Directions for this task:
Reproduce every line of the records below without any change, omitting the pictures.
begin
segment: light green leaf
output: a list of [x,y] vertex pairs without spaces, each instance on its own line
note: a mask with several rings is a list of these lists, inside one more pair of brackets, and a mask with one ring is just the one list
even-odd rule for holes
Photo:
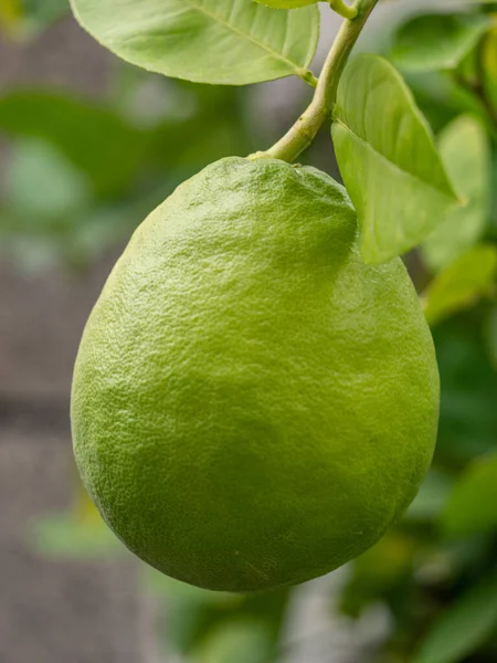
[[497,249],[479,244],[442,271],[424,295],[424,314],[430,325],[474,305],[491,292],[497,273]]
[[485,14],[426,14],[404,23],[391,59],[403,71],[454,70],[491,25]]
[[458,203],[411,91],[387,60],[359,55],[340,80],[334,118],[363,260],[380,263],[404,253]]
[[317,7],[248,0],[72,0],[96,40],[142,69],[220,85],[305,76],[319,36]]
[[457,663],[474,652],[497,628],[497,578],[463,594],[433,624],[413,663]]
[[491,204],[491,155],[483,125],[469,115],[456,118],[441,134],[438,149],[467,204],[450,212],[423,245],[425,262],[435,272],[482,238]]
[[477,460],[455,484],[441,516],[447,536],[497,529],[497,455]]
end
Solution to the exercise:
segment: light green leaf
output: a list of [x,y] vertex pairs without spaces, each instance on its own line
note: a mask with several rings is a list of these lists, inside one more pair of brackets, and a mask with one ring is just the one list
even-odd rule for holes
Photo:
[[497,249],[479,244],[442,271],[424,295],[424,314],[430,325],[474,305],[491,292],[497,273]]
[[485,14],[426,14],[404,23],[391,59],[403,71],[454,70],[491,25]]
[[458,203],[411,91],[387,60],[359,55],[340,80],[334,118],[363,260],[380,263],[404,253]]
[[317,7],[248,0],[72,0],[96,40],[142,69],[220,85],[305,76],[319,36]]
[[457,663],[474,652],[497,628],[497,578],[463,594],[433,624],[413,663]]
[[491,204],[491,155],[483,125],[469,115],[456,118],[441,134],[438,149],[467,204],[450,212],[423,245],[425,262],[435,272],[482,238]]
[[477,460],[455,484],[441,516],[447,536],[497,529],[497,455]]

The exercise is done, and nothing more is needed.